- [Task input]
..........

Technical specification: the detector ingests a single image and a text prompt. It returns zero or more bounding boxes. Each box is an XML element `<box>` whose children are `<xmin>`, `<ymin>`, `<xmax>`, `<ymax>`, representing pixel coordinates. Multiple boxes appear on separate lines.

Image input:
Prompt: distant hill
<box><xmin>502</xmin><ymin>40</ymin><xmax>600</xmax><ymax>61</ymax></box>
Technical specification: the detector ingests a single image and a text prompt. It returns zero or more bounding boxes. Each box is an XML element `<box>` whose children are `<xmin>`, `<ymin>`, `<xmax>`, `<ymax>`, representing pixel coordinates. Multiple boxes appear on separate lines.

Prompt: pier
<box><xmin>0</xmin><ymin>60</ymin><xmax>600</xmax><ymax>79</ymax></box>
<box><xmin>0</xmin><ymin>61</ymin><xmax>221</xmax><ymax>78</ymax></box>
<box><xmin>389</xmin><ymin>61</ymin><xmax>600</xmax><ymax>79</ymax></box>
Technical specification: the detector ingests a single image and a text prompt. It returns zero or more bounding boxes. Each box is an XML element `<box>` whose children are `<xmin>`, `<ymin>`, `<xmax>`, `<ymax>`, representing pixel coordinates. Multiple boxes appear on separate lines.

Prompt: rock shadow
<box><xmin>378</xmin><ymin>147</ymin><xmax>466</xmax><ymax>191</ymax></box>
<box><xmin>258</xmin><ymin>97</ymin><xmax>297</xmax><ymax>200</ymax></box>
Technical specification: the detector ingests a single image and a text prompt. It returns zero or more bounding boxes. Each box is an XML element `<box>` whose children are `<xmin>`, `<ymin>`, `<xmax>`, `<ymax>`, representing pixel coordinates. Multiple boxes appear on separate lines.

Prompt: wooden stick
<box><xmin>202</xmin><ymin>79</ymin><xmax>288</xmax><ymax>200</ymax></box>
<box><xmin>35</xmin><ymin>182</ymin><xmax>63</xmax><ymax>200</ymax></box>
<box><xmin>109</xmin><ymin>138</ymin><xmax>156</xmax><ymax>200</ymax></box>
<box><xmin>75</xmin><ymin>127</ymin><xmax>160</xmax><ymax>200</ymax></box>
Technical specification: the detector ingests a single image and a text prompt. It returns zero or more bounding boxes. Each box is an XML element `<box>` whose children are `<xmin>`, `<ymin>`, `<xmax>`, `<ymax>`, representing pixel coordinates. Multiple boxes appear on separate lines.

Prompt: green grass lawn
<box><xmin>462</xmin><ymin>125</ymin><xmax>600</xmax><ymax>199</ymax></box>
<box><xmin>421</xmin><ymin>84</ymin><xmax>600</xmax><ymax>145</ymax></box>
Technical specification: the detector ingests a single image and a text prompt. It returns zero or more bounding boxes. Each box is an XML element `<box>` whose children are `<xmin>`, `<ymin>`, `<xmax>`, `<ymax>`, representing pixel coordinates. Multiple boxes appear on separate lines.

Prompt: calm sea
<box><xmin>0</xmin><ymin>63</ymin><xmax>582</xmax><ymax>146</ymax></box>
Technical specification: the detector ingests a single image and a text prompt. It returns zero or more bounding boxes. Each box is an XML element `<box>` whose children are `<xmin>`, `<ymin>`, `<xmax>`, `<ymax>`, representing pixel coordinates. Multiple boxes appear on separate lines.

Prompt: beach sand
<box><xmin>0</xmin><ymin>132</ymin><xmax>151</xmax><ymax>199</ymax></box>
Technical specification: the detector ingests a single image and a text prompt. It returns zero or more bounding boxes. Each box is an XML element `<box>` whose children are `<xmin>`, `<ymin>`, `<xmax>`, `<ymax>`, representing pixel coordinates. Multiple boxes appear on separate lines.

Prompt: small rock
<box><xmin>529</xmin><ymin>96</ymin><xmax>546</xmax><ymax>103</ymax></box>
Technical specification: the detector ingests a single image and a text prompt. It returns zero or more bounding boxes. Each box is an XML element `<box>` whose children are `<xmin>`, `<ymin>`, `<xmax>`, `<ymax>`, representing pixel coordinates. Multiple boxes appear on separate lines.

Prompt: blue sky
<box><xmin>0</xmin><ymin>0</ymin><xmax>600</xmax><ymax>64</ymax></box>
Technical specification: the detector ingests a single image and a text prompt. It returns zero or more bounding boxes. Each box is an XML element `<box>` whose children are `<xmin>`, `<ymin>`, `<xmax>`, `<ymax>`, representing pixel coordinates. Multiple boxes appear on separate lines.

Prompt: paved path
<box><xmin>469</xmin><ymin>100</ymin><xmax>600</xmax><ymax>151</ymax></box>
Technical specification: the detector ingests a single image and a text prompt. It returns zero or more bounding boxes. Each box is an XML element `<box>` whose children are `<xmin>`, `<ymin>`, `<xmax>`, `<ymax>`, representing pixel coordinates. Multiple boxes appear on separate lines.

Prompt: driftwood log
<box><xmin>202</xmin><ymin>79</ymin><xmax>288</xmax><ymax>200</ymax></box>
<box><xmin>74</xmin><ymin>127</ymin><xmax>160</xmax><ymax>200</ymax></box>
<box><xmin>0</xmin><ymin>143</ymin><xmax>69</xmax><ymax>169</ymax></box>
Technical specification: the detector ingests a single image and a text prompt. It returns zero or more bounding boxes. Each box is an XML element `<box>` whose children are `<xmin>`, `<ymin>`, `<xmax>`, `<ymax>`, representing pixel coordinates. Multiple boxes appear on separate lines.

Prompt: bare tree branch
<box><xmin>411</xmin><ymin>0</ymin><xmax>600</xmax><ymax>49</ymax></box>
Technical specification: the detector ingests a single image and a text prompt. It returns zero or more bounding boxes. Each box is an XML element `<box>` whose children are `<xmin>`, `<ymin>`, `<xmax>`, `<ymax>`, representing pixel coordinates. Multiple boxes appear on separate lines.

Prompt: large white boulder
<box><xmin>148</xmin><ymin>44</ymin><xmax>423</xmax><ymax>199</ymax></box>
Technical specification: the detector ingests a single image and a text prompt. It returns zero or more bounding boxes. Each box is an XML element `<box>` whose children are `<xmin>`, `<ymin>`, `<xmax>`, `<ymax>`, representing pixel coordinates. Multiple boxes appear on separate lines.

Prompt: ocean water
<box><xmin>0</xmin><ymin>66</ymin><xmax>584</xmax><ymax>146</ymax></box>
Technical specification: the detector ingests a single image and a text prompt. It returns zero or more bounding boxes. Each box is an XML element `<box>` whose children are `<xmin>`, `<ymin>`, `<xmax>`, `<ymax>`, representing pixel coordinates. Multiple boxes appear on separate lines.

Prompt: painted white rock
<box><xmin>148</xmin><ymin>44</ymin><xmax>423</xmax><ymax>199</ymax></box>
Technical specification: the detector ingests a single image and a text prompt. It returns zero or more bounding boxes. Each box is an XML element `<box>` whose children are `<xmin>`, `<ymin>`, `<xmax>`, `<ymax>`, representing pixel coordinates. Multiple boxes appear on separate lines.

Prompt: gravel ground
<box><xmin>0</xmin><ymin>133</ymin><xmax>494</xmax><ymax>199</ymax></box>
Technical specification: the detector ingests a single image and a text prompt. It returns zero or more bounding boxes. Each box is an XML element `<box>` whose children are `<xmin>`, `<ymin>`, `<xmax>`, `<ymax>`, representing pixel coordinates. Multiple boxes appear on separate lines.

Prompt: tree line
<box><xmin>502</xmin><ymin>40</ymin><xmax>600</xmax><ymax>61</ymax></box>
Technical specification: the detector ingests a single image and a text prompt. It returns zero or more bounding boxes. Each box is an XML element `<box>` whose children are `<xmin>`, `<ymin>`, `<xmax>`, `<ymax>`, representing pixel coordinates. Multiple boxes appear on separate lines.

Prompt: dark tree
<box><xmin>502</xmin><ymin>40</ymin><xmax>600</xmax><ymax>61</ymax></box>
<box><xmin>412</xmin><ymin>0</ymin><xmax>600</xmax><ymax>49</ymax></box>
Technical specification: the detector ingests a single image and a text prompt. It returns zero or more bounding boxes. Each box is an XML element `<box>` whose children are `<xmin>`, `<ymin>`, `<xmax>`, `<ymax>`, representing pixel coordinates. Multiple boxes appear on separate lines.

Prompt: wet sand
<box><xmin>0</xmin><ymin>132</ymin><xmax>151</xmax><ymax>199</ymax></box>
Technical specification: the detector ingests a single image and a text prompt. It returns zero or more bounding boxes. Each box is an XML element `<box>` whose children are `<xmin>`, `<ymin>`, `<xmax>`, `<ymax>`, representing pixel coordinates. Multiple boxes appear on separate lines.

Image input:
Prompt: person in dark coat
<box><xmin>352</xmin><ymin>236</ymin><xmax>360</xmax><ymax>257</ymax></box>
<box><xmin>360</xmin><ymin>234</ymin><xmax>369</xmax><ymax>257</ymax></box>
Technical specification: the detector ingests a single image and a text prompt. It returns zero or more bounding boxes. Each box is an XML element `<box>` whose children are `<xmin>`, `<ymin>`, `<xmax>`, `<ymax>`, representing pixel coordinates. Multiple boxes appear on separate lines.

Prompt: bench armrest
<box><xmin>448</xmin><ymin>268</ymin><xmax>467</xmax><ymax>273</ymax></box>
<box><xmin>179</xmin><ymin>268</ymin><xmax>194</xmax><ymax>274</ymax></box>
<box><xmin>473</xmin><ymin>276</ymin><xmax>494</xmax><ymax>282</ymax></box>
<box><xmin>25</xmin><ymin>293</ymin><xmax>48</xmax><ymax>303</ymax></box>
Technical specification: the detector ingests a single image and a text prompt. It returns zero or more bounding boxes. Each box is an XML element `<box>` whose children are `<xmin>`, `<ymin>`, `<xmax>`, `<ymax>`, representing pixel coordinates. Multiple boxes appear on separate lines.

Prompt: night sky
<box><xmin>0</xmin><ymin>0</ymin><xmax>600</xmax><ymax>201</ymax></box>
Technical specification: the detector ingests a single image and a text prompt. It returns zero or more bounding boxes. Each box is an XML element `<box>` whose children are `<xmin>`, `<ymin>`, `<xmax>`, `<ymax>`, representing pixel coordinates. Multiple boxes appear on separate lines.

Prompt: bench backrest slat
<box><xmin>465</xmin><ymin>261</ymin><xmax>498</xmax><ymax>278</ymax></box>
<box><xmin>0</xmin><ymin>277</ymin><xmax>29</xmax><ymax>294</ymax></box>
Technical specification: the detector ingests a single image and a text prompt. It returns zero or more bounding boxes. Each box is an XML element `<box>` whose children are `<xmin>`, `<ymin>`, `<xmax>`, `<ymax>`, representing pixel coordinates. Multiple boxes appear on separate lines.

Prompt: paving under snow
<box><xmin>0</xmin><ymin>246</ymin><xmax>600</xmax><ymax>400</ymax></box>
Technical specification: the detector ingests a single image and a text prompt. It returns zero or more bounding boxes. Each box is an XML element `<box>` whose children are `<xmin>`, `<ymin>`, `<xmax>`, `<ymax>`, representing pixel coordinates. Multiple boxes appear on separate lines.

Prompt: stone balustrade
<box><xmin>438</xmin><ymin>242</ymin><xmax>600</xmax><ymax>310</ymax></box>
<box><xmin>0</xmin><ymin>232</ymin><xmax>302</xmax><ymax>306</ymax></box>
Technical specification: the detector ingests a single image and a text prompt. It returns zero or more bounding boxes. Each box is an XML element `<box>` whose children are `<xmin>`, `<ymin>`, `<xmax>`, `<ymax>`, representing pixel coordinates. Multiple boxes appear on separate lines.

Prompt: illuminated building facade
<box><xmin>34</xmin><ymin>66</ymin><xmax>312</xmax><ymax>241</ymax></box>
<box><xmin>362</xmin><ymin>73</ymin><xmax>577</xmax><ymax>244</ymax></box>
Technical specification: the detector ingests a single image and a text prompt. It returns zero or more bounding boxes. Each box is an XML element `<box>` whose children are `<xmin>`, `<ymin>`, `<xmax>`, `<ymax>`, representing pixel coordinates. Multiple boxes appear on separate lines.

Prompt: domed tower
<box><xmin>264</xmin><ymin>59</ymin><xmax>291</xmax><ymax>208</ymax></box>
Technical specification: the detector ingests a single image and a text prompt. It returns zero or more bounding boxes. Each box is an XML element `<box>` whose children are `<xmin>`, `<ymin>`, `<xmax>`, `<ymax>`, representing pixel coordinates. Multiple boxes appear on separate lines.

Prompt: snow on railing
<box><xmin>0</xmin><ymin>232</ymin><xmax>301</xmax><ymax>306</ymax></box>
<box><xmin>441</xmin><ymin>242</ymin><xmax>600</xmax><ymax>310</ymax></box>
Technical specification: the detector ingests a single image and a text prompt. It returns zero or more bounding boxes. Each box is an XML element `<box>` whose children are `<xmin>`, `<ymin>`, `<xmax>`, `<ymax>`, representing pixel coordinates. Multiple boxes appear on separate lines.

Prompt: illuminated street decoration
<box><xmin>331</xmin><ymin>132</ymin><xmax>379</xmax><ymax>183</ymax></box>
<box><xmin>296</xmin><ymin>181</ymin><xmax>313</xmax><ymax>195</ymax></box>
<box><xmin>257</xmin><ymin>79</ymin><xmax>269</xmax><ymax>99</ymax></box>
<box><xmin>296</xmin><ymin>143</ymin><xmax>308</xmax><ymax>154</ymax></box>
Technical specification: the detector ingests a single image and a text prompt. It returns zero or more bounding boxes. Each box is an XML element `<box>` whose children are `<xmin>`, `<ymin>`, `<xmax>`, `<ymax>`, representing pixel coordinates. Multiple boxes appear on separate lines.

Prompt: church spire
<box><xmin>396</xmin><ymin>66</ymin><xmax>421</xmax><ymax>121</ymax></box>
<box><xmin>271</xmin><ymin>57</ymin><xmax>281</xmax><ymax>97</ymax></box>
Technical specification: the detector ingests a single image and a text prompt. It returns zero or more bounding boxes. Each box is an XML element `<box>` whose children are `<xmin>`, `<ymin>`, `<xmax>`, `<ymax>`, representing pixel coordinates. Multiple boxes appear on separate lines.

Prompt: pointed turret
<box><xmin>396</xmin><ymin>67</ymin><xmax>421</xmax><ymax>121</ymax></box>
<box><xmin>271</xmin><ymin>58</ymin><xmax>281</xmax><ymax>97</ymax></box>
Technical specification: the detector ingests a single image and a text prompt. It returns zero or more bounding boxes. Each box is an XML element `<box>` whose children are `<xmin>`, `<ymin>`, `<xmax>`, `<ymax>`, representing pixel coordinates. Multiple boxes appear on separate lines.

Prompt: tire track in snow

..........

- [Objective]
How many of the lines above contain the string "rock", matching case exactly? Reply with the number only.

- [Worked solution]
3